▶ [EXERCISE]:
Up to and including the line that contains "Target: white cloud", repeat the entries below exactly from the first line on. Do not carry over any pictures.

[Point localization data]
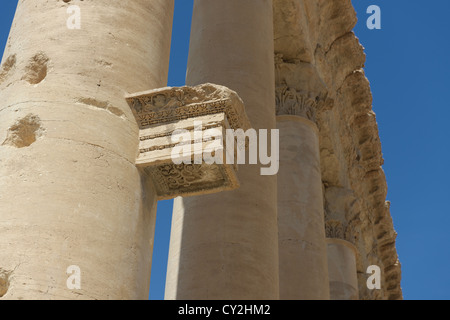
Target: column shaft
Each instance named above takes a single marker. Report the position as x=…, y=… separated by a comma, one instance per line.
x=302, y=246
x=224, y=246
x=70, y=193
x=342, y=270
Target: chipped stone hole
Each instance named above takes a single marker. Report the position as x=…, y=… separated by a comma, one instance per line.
x=36, y=69
x=5, y=277
x=105, y=105
x=24, y=132
x=6, y=67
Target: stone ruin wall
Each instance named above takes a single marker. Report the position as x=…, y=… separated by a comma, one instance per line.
x=314, y=40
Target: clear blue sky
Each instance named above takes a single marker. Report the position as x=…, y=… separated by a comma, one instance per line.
x=408, y=67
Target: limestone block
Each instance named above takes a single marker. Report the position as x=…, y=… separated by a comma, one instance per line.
x=194, y=121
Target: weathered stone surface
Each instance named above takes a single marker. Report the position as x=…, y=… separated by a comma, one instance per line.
x=351, y=158
x=70, y=193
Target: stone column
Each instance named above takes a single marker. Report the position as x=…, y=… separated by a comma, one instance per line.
x=342, y=270
x=70, y=193
x=224, y=246
x=302, y=245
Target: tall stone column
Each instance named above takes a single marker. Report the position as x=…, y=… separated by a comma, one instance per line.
x=342, y=270
x=70, y=193
x=224, y=246
x=302, y=245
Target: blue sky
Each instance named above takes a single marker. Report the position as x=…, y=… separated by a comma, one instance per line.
x=408, y=68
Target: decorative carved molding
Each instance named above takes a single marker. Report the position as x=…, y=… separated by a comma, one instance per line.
x=334, y=229
x=173, y=104
x=299, y=89
x=162, y=111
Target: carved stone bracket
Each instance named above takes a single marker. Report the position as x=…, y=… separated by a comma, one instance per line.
x=164, y=113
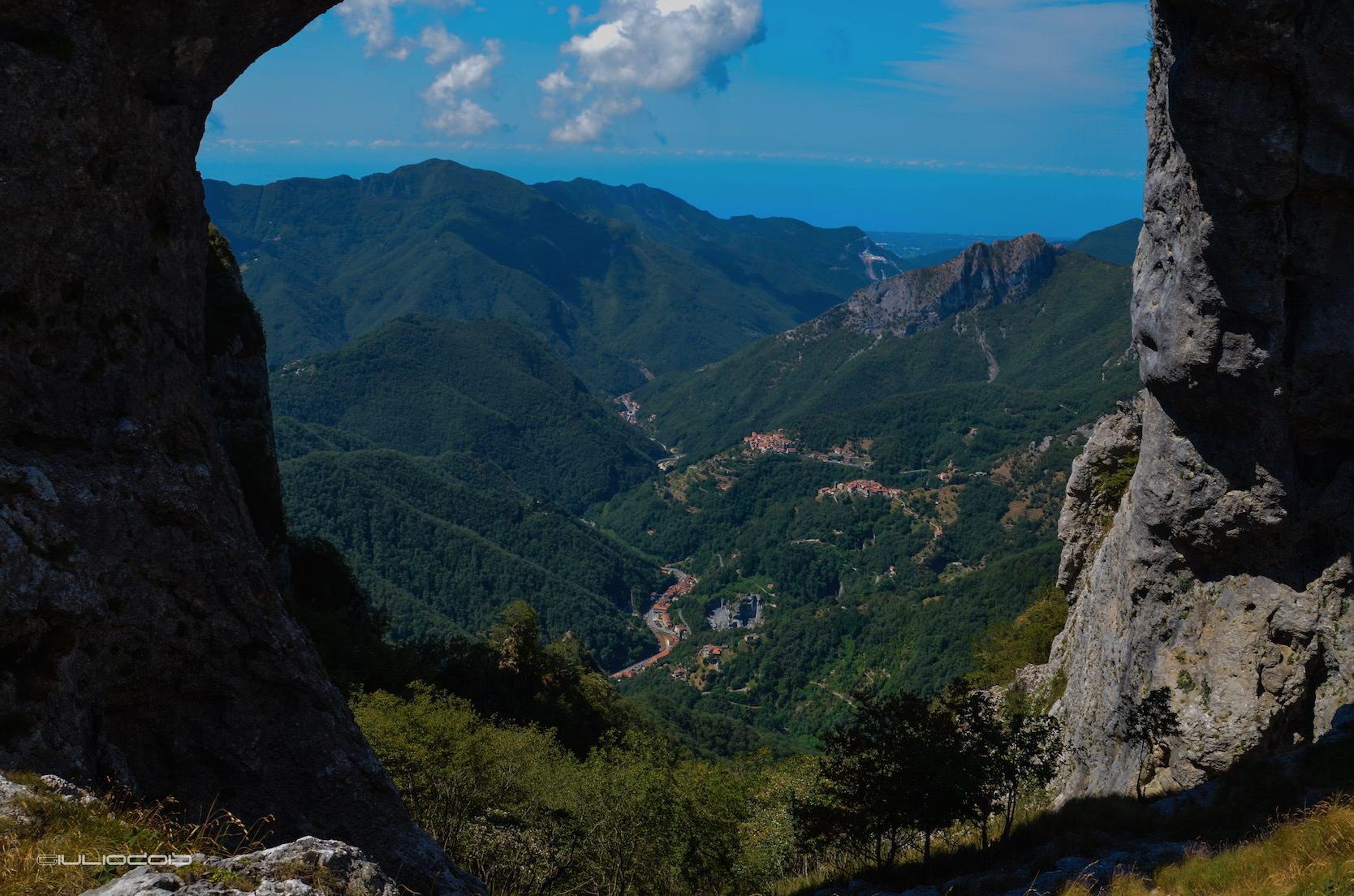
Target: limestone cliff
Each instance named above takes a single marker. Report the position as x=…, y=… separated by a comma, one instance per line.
x=142, y=634
x=981, y=277
x=1223, y=571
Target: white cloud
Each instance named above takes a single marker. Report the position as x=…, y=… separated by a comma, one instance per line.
x=645, y=45
x=374, y=20
x=1033, y=53
x=466, y=73
x=589, y=125
x=464, y=117
x=454, y=114
x=439, y=44
x=448, y=111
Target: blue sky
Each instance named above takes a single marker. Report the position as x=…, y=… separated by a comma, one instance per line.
x=930, y=115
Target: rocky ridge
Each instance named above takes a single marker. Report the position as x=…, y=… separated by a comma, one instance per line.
x=982, y=277
x=142, y=565
x=1223, y=570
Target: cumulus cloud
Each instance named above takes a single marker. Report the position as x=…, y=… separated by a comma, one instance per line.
x=1033, y=52
x=374, y=20
x=440, y=45
x=644, y=45
x=589, y=125
x=454, y=114
x=462, y=117
x=448, y=110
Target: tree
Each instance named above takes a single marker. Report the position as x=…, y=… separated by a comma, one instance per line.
x=1145, y=723
x=891, y=778
x=999, y=756
x=1031, y=746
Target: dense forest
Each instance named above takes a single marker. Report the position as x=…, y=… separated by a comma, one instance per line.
x=616, y=289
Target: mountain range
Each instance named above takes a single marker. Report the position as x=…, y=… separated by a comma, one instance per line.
x=623, y=282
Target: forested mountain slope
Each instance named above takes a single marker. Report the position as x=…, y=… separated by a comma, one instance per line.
x=902, y=494
x=447, y=460
x=1055, y=355
x=330, y=261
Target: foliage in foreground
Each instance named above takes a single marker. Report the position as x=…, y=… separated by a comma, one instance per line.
x=527, y=816
x=905, y=770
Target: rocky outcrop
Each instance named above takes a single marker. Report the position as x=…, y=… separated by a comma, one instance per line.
x=142, y=634
x=982, y=277
x=1224, y=573
x=308, y=867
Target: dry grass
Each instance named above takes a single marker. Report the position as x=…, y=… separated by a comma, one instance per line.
x=114, y=825
x=1307, y=855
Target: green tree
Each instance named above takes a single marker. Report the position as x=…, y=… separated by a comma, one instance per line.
x=1143, y=725
x=889, y=780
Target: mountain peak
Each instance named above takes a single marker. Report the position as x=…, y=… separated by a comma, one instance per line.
x=983, y=275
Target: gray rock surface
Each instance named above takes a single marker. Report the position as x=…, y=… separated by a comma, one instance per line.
x=308, y=867
x=1226, y=573
x=142, y=635
x=982, y=277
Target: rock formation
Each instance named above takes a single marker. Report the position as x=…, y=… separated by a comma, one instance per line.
x=1224, y=569
x=142, y=634
x=981, y=277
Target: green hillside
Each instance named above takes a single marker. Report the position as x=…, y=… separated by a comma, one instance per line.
x=1117, y=244
x=425, y=386
x=1059, y=355
x=330, y=261
x=386, y=448
x=814, y=269
x=444, y=543
x=885, y=593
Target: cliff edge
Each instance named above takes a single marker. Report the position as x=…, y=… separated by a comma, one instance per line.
x=142, y=634
x=1223, y=569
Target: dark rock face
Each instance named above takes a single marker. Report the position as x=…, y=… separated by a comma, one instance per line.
x=141, y=630
x=1227, y=573
x=982, y=277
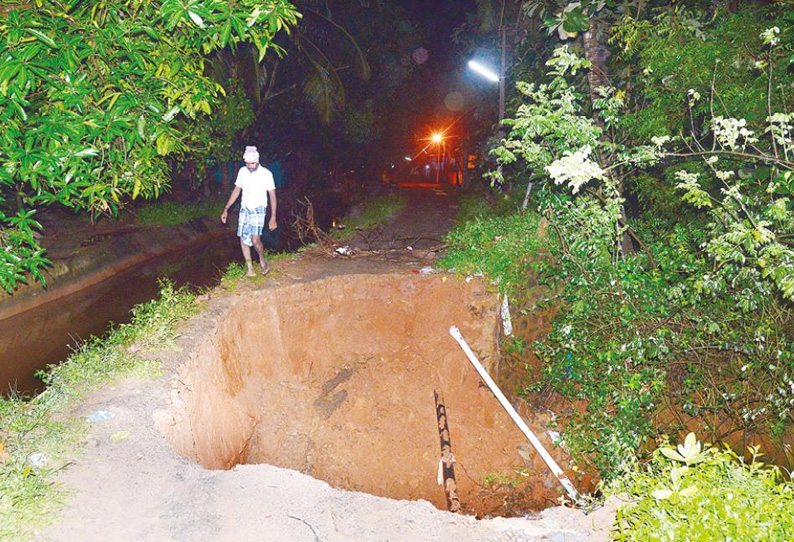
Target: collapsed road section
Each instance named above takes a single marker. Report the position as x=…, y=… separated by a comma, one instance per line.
x=336, y=379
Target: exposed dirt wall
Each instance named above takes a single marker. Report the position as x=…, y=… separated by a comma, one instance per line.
x=336, y=378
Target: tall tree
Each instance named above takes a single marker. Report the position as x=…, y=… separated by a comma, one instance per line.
x=94, y=95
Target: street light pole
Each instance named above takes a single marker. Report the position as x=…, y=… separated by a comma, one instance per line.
x=438, y=164
x=502, y=68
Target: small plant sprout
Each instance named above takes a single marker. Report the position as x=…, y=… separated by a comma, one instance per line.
x=690, y=453
x=677, y=492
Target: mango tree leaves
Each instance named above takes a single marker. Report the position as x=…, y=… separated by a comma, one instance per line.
x=95, y=95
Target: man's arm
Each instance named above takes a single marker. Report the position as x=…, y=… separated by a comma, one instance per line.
x=232, y=198
x=273, y=208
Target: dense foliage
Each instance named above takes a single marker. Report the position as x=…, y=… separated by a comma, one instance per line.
x=95, y=95
x=704, y=495
x=668, y=199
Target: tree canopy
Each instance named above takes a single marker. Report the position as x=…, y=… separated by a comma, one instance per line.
x=95, y=95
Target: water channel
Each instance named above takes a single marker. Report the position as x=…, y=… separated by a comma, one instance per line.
x=48, y=333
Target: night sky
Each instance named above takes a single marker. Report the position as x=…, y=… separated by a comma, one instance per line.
x=440, y=74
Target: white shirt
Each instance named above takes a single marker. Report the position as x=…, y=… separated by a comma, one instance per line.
x=255, y=186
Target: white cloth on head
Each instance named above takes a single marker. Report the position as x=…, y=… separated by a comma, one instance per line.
x=251, y=155
x=255, y=185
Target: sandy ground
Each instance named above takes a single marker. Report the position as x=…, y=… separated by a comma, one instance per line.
x=130, y=485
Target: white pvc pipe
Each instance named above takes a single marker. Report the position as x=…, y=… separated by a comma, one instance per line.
x=553, y=466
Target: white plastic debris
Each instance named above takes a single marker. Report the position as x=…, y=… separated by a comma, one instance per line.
x=344, y=251
x=38, y=459
x=100, y=416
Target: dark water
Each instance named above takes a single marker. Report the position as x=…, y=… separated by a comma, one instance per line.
x=48, y=333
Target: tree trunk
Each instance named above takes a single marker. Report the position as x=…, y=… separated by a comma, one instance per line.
x=597, y=77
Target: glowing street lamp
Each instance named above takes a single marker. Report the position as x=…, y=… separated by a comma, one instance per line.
x=494, y=77
x=438, y=138
x=484, y=71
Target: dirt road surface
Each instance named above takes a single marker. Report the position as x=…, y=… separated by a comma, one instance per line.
x=141, y=477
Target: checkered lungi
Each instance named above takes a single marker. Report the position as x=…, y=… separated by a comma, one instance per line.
x=251, y=222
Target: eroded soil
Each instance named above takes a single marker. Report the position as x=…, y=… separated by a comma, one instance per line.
x=327, y=368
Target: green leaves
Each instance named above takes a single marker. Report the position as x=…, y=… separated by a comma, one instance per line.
x=720, y=498
x=93, y=99
x=690, y=453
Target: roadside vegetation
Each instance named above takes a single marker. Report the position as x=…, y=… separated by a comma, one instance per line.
x=659, y=218
x=38, y=436
x=371, y=214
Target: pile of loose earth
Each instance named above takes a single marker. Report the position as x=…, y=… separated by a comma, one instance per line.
x=331, y=376
x=336, y=379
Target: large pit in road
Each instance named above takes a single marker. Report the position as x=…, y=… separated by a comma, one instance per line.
x=335, y=378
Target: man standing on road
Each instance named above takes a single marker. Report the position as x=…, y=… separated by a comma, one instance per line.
x=256, y=183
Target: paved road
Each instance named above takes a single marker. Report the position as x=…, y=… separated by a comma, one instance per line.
x=428, y=215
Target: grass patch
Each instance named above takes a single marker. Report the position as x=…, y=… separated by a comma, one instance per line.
x=373, y=213
x=172, y=213
x=707, y=496
x=500, y=247
x=36, y=442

▶ [EXPECTED ANSWER]:
Target: column shaft
Each instance named above takes a single marker. Report the position as x=…, y=… separated by a comma, one instance per line.
x=302, y=246
x=224, y=246
x=70, y=193
x=342, y=270
Target: chipped stone hole
Each instance named above takes a single marker. Report the position as x=…, y=… separated by a comma, one instance per line.
x=36, y=69
x=5, y=277
x=105, y=105
x=24, y=132
x=6, y=67
Target: stone ruin wall
Each instance named above takes a single marker. Report the position as x=…, y=… separated by a comma, one instance per line.
x=314, y=40
Target: clear blue sky
Each instance named above takes a single marker. Report the position as x=…, y=… separated by a comma, one instance per line.
x=408, y=67
Target: limestone block
Each instance named above takes a single marker. Report the position as x=…, y=… separated by a comma, one instance per line.
x=194, y=121
Target: weathered stone surface
Each instance named above takes a single marker. Report the position as x=…, y=… separated by a comma, one instance per line.
x=351, y=158
x=70, y=193
Target: stone column
Each instance named above takes a single marker. Report the position as x=…, y=… separated by a comma, one instance per line.
x=342, y=270
x=70, y=193
x=224, y=246
x=302, y=245
Target: tall stone column
Each instance named above takes a single marker. Report the position as x=…, y=… separated by a comma, one instance per line.
x=342, y=270
x=70, y=193
x=224, y=246
x=302, y=245
Target: blue sky
Each instance named above takes a single marker. Report the position as x=…, y=… separated by a comma, one instance per line.
x=408, y=68
Target: decorative carved molding
Each instance named above takes a single marker. Report the position as x=…, y=… separated by a comma, one instance per line.
x=334, y=229
x=173, y=104
x=299, y=89
x=162, y=111
Target: carved stone bracket
Each instance named above takes a single marker. Report the position as x=…, y=… separated by a comma, one instance per line.
x=164, y=113
Target: limestone cliff
Each instance named above takes a single marker. Report the position as x=…, y=… separated by a comma, one instance per line.
x=142, y=634
x=981, y=277
x=1223, y=571
Target: white cloud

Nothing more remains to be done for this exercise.